## Extract to read:

--- Start ---

Brian P. Heermance and Christopher P. Keenoy ()
New York’s Economic Loss Rule is purportedly a simple common law principle. However, its evolution and application have proven to be quite the opposite. A clear understanding of this rule is essential as it can significantly minimize exposure in many cases and in some instances result in the complete dismissal of a claim.
The Rule and Why It Exists
New York’s economic loss rule prohibits plaintiffs from recovering economic losses in tort actions where the claimed losses flow from damage to property that is the subject of a contract. Accordingly, “no tort recovery may be had against the manufacturer for contractually based economic loss, whether due to injury to the product itself or consequential losses flow therefrom.” Bocre Leasing v. GMC, 84 N.Y.2d 685, 693 (1995)
New York courts have articulated two reasons for the economic loss rule. The first is to preserve the distinction between contract law and tort law. If a plaintiff is looking to recover the loss of expectation damages arising out of the existence of a contract, that dispute should form the basis of an action for breaching that contract. Cornelia Fifth Avenue v. Canizalez, 2017 WL 1034644 at*3 (2017). The rule reflects an understanding that the seller and purchaser are in the best position to allocate risk at the time of their sale and purchase, and the agree-upon risk allocation is usually reflected in the price. Bocre Leasing, 84 N.Y.2d at 688.
The second justification for the rule is that it reflects a policy interest in protecting defendants from disproportionate and potentially limitless liability. “Thus, in order to avoid ‘crushing exposure’ to suits by countless parties who have suffered economic loss, New York courts have concluded that “[a]bsent a duty running directly to the injured person there can be no liability in damages, however careless the conduct or foreseeable the harm.’” Cornelia Fifth Avenue 2017 WL 1034644 at *3 (quoting 532 Madison Ave. Gourmet Foods, 96 N.Y.2d at 289). For example, the court considered a case where an explosion at defendant’s chemical manufacturing plant caused physical vibrations which rained stones and debris onto plaintiffs’ nearby factory resulting in loss of electrical power and temporary closures. The court found that plaintiffs could not state a cause of action “because, to extend a duty to defendant…would, ‘like the rippling of the waters, [go] far beyond the zone of danger of the explosion,’ to everyone who suffered purely economic loss.” 532 Madison Ave. Gourmet Foods v. Finlandia Ctr., 96 N.Y.2d 280, 289-90 (2001) (quoting Beck v. FMC, 53 A.D.2d 118, 121 (4th Dep’t 1976)).
What Is Economic Loss?
Both direct and indirect economic loss are covered by the rule. Direct economic loss includes diminution of value of the product, loss of the bargain, cost of replacement of the product, and cost of the repair of the product. Indirect/consequential economic loss includes lost profits, loss of future business opportunities, loss of ability to replace the product, etc. As subsidiaries of those categories, also included in this definition are “fitness loss” (the product’s failure to perform the specific task contemplated), “expectation loss” (loss of use of the product and/or loss of a valuable deal), and “repair loss” (cost to repair or replace the product). Arell’s Fine Jewelers v. Honeywell, 170 A.D. 2d 1013 (4th Dep’t 1991). If these categories of damages are the only ones claimed, a plaintiff will be precluded from seeking recovery under a theory of negligence or strict products liability.

--- End ---

## Provided material:

--- Start ---

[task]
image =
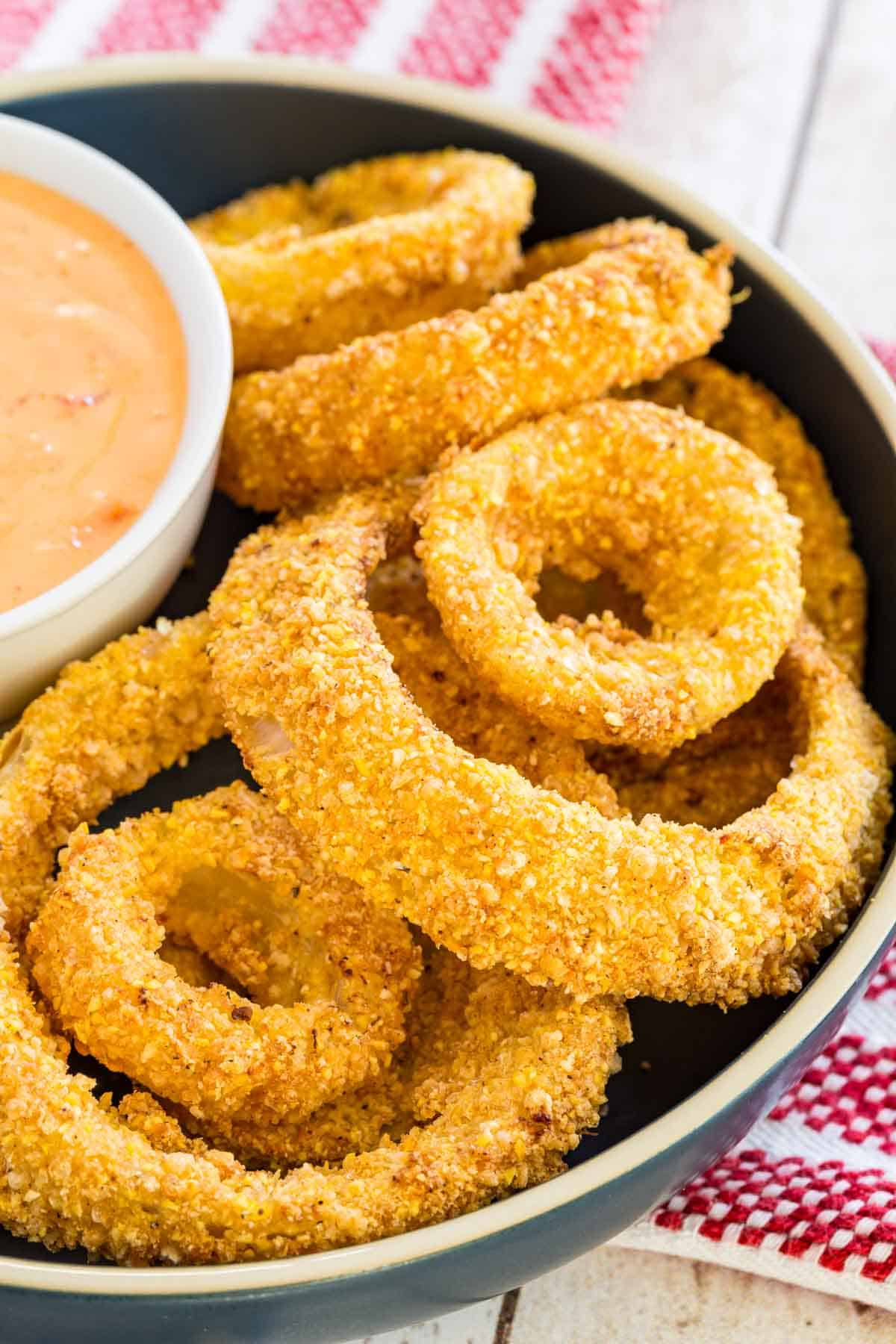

--- End ---

## Stated problem:
From the article on New York's economic loss rule, list every item it gives as direct economic loss.

## Full response:
- Diminution of value of the product
- Loss of the bargain
- Cost of replacement of the product
- Cost of the repair of the product